▶ **Task instructions**
What follows is a set of records; copy all of it exactly.

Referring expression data
= Beginning of Section =
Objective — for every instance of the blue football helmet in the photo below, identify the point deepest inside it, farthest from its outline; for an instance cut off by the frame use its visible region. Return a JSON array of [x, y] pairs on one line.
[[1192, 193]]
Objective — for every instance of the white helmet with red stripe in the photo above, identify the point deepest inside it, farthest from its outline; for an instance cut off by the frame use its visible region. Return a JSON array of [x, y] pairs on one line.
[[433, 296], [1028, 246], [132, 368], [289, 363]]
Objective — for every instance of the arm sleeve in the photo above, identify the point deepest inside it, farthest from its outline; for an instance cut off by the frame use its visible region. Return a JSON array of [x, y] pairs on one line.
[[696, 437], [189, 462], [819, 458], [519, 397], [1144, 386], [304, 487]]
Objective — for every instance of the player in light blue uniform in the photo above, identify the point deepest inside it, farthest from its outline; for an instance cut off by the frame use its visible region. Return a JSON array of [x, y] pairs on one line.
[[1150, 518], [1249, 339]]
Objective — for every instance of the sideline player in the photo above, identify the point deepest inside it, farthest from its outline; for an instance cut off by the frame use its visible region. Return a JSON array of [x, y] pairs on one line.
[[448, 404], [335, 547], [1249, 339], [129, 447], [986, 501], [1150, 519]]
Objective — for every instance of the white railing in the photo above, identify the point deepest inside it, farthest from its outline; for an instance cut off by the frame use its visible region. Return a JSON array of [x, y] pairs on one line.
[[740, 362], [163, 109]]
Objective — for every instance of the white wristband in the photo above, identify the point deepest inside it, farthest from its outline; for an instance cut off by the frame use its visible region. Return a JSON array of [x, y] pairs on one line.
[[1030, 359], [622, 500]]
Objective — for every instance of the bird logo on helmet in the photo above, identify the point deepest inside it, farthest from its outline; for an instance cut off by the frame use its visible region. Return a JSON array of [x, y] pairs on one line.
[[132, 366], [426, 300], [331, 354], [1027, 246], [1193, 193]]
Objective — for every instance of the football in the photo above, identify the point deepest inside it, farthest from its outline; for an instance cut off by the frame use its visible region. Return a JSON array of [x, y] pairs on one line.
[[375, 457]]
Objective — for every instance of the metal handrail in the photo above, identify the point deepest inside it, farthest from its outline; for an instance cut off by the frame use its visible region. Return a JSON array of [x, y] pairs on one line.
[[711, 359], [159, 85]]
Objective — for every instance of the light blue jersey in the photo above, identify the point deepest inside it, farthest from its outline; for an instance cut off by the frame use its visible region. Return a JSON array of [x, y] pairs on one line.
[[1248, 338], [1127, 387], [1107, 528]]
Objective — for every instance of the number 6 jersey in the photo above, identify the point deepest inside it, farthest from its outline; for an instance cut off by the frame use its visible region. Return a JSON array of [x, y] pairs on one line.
= End of Section =
▶ **Answer below**
Objective — for every instance of the blue football helmet in the photo below, identify the point deepest inside it, farthest from its outline; for an instance cut off by the frame use its visible region. Return a JSON array of [x, y] pairs on one line.
[[1192, 193]]
Objective — for every instance of the white helmet with red stripe in the photo above, identify the point deepest inside it, farthest from its outline; for an instance cut off by the frame use its visible region. Return a JSON array of [x, y] pairs on one line.
[[433, 296], [1028, 246], [132, 368], [289, 363]]
Objective — for every instance of the arm sleeve in the photo above, identify the point deepest inside it, farthest from its outline; for an instance cut off by the frame use its visible region. Return a JSON array of [x, y] pairs on one line.
[[696, 437], [189, 462], [819, 458], [519, 397], [1144, 386], [304, 487]]
Objective — for every instance of the player in light blue uniform in the photo above, identify the point deepest inside it, farthest from its outline; for an instance cut off by the frame use its visible region. Return a JSON array of [x, y] pairs on one line.
[[1150, 518], [1249, 339]]
Objective — for every instance of the sideline player in the photo above, identify the point deepest inside it, farthest from its outline; for an instance cut off by the frame use its visible region. Return a JSON array of [x, y] pairs on one line.
[[448, 404], [335, 547], [1249, 339], [129, 447], [986, 501], [1150, 519]]
Objective — for every instance of the white railing in the photo above, identify the point deepest inside it, farthest from its outline; for an instance cut off by the frame use its visible region. Return a JSON array of [x, y] pairs on one line.
[[740, 362], [163, 109]]
Objective — for every instance of the white wristband in the photo above, identify the point deepest inside it, farthest from its outline; for an instance cut off by the frame use its visible region. Return a JSON array of [x, y] pairs on one line.
[[1030, 359], [622, 500]]
Objective — for every instance of the bird logo on helmet in the photo above, identify the point deepest inside it, farthest from its outline; for an instance cut off by the frame use its visible region. Return a JSON array of [x, y] pairs on one line.
[[132, 366], [426, 300], [331, 354], [1027, 246], [1193, 193]]
Objective — for every instance of the football in the photo above, identify the point deepest inside it, farthest from its outline; for an instance cut off by the frame use its visible region. Return a JSON array of [x, y] pairs on one line.
[[375, 457]]
Objective — for every instance of the metal handrail in the photo above, identify the point deepest inside it, farthest from its outline; for an instance cut off by the frame use its visible region. Return a JSON array of [x, y] pairs on one line.
[[711, 359], [159, 85]]
Objective — for every instance of the light blue jersey in the photo above, identify the point deepest inside it, farthest from its outline; for an instance cut off by the frame use its visible region. Return a JSON array of [x, y] pairs on one line.
[[1248, 338], [1127, 387], [1107, 528]]
Objective — for every instance of the number 6 jersey in the photo above, identify the point deepest inside it, farthest from its outline; for an instance cut off by the frame use its visible region. Return a JSON array of [x, y] pairs on one line.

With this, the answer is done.